[Dataset records]
◆ ◆ ◆ ◆

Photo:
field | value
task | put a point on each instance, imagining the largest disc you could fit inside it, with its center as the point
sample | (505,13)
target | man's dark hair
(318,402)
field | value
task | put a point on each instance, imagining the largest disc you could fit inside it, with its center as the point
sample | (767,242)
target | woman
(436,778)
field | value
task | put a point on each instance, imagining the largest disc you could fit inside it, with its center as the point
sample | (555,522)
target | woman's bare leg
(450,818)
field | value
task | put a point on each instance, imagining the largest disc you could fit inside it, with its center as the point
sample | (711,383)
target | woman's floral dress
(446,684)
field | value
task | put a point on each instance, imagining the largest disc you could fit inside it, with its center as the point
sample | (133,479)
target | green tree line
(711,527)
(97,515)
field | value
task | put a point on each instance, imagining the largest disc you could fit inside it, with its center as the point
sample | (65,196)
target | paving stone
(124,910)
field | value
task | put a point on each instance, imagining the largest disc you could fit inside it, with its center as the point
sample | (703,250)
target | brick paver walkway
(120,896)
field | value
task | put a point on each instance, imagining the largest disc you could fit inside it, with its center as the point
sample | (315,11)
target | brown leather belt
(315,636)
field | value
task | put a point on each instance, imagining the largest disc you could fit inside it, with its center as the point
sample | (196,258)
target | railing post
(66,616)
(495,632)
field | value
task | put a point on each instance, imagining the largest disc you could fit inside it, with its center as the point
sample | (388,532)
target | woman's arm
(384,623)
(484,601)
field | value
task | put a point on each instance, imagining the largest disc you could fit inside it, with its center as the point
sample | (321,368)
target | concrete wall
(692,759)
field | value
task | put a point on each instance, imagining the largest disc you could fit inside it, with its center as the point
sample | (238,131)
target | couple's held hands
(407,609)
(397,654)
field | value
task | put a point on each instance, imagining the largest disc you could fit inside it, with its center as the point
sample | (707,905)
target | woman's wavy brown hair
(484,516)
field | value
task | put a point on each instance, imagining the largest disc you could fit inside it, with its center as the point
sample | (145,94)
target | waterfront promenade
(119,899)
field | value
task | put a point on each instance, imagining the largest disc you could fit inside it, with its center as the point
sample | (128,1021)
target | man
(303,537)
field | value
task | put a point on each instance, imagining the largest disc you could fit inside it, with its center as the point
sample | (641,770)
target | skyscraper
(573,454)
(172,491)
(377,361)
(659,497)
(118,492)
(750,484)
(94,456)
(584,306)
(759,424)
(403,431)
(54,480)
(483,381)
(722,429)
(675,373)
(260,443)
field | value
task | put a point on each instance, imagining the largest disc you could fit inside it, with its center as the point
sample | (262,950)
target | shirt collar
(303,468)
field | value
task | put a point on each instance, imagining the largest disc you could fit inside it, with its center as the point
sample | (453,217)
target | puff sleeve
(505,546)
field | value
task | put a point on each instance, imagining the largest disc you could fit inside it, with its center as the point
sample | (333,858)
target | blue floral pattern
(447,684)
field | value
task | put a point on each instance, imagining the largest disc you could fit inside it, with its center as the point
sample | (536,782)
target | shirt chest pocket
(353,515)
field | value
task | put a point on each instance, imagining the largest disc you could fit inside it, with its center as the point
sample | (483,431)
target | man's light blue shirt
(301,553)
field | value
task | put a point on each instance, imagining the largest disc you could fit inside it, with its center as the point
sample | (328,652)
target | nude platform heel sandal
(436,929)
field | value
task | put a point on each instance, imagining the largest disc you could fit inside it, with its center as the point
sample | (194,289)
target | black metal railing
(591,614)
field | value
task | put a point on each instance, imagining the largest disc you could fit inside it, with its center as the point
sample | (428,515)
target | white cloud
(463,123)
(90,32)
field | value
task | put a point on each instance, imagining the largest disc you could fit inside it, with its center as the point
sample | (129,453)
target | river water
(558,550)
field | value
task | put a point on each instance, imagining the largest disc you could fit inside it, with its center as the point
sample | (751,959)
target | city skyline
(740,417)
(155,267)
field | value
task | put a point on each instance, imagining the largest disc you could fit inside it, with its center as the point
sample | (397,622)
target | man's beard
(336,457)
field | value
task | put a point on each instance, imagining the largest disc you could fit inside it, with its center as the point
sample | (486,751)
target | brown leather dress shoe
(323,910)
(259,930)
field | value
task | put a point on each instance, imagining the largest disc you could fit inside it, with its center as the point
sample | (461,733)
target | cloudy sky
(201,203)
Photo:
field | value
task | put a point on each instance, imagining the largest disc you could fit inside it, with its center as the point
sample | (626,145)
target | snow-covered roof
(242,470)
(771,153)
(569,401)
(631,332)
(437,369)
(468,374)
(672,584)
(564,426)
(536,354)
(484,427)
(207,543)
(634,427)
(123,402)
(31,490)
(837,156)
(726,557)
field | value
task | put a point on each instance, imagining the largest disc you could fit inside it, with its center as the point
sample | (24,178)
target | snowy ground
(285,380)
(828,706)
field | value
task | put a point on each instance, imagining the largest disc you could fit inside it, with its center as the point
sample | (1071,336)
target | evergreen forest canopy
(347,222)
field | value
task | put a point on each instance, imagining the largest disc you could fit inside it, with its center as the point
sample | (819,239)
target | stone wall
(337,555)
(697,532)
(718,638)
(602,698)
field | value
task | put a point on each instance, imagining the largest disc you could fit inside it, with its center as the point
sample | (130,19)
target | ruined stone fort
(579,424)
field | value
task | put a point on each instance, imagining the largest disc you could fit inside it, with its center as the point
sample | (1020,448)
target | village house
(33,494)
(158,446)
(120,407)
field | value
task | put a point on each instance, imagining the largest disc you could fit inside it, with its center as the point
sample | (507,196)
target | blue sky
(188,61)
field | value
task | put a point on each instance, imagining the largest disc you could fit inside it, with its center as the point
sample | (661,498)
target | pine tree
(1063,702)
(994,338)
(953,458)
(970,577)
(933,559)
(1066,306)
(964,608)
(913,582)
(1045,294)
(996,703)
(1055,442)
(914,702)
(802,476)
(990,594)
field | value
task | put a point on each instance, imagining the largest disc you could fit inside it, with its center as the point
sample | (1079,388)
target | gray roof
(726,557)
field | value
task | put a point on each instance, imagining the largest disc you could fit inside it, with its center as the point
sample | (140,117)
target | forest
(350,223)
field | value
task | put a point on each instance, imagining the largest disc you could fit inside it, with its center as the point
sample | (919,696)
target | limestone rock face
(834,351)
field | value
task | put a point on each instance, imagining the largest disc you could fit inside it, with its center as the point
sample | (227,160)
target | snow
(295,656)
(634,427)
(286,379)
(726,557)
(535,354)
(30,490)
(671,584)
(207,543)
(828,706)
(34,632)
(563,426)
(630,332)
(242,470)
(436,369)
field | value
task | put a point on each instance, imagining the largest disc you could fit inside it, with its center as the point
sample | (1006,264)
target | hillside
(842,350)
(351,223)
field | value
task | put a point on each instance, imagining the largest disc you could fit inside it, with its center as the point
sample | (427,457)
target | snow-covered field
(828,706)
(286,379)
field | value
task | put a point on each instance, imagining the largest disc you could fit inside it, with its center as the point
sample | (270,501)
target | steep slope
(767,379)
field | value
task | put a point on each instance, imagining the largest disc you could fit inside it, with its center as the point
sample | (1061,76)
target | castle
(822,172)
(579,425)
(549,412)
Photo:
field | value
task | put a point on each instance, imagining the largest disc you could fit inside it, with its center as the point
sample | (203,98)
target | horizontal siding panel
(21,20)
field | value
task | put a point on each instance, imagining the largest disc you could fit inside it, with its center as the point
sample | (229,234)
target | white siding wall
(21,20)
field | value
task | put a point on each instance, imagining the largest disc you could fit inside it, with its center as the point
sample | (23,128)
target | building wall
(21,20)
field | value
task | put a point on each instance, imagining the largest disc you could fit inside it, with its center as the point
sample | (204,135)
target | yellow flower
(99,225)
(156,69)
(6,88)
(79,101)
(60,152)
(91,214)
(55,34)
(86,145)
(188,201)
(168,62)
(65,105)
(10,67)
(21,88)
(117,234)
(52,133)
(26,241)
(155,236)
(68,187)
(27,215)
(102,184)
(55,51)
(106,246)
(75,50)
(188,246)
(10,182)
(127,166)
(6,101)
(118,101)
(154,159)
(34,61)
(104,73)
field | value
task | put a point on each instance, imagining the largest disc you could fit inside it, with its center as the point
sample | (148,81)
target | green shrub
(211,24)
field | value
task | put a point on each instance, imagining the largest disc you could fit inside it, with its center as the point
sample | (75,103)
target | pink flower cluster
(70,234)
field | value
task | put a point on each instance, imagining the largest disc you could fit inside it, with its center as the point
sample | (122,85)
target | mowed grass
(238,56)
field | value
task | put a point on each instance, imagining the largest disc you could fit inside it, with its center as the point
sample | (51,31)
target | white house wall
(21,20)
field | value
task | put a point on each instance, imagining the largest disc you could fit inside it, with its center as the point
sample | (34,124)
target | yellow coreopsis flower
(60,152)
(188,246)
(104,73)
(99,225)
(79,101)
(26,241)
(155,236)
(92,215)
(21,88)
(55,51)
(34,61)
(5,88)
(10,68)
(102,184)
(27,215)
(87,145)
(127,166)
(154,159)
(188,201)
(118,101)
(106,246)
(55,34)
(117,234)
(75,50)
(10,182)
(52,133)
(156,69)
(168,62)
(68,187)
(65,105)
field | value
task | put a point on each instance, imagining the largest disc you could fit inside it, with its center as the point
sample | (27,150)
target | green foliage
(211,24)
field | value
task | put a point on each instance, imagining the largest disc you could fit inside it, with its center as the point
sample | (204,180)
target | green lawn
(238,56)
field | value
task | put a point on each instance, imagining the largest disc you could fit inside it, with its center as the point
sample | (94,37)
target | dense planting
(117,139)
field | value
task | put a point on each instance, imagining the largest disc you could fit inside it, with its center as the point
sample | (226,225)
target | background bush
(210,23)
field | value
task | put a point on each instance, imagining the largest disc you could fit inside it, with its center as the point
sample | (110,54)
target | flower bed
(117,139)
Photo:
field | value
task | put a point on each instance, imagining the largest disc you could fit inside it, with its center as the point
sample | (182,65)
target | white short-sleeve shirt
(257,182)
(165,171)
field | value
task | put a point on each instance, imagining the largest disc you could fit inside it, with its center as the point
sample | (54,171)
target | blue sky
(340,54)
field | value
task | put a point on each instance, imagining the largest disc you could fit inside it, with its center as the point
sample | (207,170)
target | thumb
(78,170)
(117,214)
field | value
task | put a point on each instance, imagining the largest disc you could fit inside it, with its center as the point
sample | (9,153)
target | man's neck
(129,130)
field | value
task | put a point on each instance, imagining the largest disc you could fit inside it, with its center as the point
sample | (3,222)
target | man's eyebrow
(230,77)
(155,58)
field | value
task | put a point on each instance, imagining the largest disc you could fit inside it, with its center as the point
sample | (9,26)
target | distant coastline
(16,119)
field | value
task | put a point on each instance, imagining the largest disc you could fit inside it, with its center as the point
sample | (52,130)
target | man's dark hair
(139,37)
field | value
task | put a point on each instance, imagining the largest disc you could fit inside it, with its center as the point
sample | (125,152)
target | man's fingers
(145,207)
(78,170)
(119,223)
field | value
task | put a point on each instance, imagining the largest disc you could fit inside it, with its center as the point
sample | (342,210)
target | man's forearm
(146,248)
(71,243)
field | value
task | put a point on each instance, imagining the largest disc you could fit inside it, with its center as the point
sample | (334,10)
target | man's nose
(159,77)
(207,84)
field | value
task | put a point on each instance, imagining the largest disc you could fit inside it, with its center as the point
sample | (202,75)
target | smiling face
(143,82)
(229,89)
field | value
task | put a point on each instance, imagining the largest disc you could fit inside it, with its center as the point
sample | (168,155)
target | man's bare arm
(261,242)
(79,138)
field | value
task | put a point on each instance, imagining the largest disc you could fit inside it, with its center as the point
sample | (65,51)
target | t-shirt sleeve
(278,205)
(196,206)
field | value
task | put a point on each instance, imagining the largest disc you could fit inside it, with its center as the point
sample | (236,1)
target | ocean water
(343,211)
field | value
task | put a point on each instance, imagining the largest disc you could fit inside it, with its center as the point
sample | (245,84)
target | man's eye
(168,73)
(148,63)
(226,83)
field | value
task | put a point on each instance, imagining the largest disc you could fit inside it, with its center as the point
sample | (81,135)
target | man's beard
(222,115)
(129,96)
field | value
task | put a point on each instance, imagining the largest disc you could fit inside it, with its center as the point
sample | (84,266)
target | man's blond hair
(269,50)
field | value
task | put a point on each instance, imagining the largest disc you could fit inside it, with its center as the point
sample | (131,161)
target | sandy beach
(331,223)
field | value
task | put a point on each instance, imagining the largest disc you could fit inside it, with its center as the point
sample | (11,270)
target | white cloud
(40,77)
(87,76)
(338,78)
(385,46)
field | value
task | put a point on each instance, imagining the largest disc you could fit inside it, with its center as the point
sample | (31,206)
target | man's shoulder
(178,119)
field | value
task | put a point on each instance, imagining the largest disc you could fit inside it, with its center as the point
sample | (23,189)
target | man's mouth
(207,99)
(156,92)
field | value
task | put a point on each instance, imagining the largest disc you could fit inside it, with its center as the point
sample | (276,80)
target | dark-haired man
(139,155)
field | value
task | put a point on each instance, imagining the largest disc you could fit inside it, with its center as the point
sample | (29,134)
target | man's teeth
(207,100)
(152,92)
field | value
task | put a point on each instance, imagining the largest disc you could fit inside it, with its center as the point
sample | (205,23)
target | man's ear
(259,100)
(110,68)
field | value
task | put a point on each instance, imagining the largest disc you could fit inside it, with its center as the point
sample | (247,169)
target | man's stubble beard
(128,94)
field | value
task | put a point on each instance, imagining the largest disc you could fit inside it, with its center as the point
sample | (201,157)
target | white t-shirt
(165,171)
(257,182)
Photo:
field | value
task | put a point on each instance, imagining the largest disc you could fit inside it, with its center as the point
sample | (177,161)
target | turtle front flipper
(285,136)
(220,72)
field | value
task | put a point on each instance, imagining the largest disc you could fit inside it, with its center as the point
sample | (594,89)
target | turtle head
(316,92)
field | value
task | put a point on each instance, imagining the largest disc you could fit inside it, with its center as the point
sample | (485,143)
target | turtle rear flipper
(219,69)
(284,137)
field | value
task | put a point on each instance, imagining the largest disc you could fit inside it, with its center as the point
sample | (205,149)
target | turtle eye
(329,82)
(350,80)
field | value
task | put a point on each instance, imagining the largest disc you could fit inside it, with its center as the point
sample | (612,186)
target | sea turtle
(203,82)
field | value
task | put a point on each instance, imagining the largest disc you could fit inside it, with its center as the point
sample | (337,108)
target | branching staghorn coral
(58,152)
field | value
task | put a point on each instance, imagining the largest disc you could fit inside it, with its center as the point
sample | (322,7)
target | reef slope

◆ ◆ ◆ ◆

#### [Your instructions]
From the listing above, copy every line containing the string "covered", treating uppercase and lowercase as different.

#### [Solution]
target | snow-covered roof
target | snow-covered field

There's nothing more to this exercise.